Gazi Dağ’a Mektup

 

Sevgili Gazi Dağ;

İnsan Hakları Derneği olarak başlatmış olduğumuz hasta tutuklu ve hükümlülerle dayanışma etkinliğimizi sürdürüyoruz. Bu etkinlik kapsamında her ay bir tutuklu veya hükümlünün sağlık sorununu kamuoyuna taşımak üzere mektup gönderiyoruz. Etkinliğimizin dördüncü ayında sizin sağlık sorununuzu ele alıyoruz. Biz insan hakları savunucuları; üzerine atılı suçun nedeni ne olursa olsun, insanlar için hiçbir ayırım yapmadan tüm tutuklu ve hükümlülerin insan onuruna ve yaşam hakkına saygı anlayışı ile hareket ederiz.

## Alıştırma Görevleri
1. Mektuba göre:
(a) Dayanışma etkinliğini hangi dernek başlatmıştır?
(b) Etkinlik kapsamında ne sıklıkla mektup gönderilmektedir?
(c) Bu mektup etkinliğin kaçıncı ayında yazılmıştır?
2. Mektupta "Sevgili Gazi Dağ;" ifadesinden "ile hareket ederiz." ifadesine kadar uzanan bölümü harfi harfine yineler misiniz?
Sonraki satırlar mektuptan bağımsız, ayrı bir malzemedir.

## Veri Satırları
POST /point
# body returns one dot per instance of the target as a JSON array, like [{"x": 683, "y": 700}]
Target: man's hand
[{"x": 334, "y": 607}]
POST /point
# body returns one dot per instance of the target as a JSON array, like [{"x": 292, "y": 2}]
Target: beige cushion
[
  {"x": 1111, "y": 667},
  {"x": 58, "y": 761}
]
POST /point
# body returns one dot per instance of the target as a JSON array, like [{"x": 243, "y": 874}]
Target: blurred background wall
==
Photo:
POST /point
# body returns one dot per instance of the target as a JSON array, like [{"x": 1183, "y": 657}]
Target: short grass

## Görev Çözümleri
1.
(a) İnsan Hakları Derneği
(b) Her ay
(c) Dördüncü ayında

2.
Sevgili Gazi Dağ;

İnsan Hakları Derneği olarak başlatmış olduğumuz hasta tutuklu ve hükümlülerle dayanışma etkinliğimizi sürdürüyoruz. Bu etkinlik kapsamında her ay bir tutuklu veya hükümlünün sağlık sorununu kamuoyuna taşımak üzere mektup gönderiyoruz. Etkinliğimizin dördüncü ayında sizin sağlık sorununuzu ele alıyoruz. Biz insan hakları savunucuları; üzerine atılı suçun nedeni ne olursa olsun, insanlar için hiçbir ayırım yapmadan tüm tutuklu ve hükümlülerin insan onuruna ve yaşam hakkına saygı anlayışı ile hareket ederiz.